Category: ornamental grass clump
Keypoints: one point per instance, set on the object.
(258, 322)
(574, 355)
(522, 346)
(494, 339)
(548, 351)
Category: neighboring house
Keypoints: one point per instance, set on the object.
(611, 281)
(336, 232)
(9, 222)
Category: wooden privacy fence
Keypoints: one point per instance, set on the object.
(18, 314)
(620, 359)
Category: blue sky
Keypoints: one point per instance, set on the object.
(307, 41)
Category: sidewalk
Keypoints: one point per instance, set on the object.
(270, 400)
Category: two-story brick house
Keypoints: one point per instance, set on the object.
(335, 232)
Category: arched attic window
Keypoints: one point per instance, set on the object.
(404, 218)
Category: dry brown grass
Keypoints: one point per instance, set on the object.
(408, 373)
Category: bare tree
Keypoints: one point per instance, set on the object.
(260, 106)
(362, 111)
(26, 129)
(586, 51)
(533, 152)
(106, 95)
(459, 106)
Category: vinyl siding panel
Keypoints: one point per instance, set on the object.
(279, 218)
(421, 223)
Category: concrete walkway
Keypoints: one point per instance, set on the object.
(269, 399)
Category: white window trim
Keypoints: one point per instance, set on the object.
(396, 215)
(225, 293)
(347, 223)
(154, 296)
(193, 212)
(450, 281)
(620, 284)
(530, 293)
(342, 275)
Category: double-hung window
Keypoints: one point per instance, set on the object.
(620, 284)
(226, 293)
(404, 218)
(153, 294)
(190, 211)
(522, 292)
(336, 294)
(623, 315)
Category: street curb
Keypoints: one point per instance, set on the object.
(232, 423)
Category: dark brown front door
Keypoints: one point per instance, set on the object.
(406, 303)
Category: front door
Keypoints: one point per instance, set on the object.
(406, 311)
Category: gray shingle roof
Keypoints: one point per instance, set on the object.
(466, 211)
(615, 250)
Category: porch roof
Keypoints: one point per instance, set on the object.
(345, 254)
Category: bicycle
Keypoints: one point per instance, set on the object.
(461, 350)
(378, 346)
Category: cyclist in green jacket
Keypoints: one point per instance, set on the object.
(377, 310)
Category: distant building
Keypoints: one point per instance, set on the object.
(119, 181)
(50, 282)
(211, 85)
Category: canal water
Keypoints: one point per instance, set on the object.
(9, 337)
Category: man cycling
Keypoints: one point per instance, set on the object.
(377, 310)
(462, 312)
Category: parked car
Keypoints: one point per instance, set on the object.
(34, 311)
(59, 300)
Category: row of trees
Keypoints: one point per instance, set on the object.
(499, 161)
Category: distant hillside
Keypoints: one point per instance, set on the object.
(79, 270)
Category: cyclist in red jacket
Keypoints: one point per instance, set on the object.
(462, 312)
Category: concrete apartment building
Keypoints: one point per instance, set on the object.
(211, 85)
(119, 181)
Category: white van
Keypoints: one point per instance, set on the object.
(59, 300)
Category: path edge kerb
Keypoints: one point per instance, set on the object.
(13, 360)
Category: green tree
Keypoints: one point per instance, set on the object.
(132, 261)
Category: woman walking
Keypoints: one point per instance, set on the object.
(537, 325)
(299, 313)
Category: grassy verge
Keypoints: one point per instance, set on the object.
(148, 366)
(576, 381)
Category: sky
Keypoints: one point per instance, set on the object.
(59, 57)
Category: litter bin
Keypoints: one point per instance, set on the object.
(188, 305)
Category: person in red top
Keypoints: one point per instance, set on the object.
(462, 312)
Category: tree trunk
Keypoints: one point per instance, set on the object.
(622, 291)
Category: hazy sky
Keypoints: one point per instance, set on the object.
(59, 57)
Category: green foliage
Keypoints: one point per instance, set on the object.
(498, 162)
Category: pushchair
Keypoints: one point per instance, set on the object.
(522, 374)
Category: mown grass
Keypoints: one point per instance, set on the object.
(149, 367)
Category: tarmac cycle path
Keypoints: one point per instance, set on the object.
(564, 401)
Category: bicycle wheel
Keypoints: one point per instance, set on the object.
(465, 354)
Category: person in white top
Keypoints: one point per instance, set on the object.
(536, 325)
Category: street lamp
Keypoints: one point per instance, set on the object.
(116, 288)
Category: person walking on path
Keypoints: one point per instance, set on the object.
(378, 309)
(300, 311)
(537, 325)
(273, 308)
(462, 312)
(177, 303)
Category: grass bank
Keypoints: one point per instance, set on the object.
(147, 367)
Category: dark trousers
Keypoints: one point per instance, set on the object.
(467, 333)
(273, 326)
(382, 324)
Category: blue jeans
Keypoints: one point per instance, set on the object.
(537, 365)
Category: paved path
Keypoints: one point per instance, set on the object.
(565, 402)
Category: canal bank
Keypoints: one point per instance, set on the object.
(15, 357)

* * *

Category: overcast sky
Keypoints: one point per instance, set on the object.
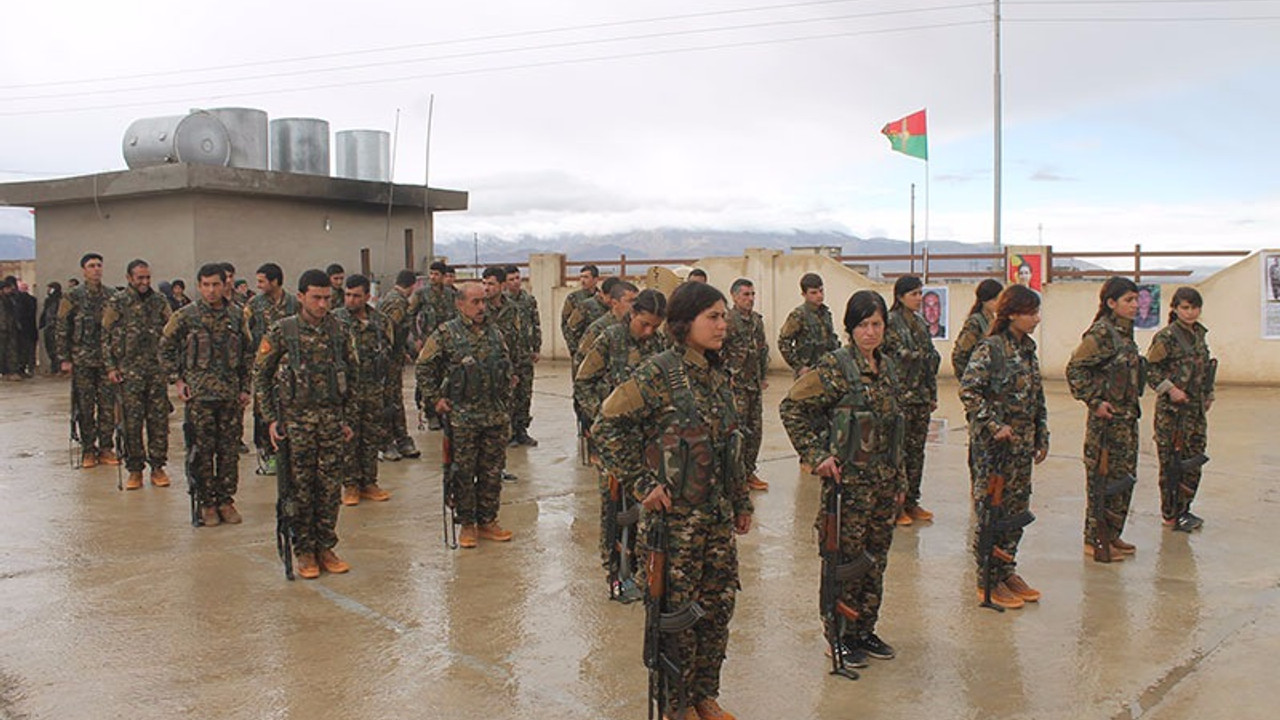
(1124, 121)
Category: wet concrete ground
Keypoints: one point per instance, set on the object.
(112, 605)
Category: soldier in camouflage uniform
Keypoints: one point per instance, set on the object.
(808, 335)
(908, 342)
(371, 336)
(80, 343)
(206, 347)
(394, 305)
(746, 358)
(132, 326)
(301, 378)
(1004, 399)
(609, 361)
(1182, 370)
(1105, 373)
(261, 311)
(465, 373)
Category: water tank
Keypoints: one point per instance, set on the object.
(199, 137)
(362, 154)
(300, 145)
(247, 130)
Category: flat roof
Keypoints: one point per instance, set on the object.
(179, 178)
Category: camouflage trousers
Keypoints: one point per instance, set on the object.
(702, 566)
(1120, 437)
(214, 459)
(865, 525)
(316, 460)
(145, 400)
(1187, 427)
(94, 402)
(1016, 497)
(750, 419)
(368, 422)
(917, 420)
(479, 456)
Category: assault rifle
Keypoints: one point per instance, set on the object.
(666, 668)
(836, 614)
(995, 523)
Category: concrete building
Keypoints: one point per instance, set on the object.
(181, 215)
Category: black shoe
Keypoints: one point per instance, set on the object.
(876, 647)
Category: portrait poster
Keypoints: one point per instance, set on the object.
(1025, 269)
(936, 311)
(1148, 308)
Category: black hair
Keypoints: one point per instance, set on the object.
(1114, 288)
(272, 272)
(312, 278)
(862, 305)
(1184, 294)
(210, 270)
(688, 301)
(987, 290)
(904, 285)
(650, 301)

Problem to solve: Copy each line of the data that contains the word "bicycle".

Result for this task:
Category: bicycle
Category: bicycle wheel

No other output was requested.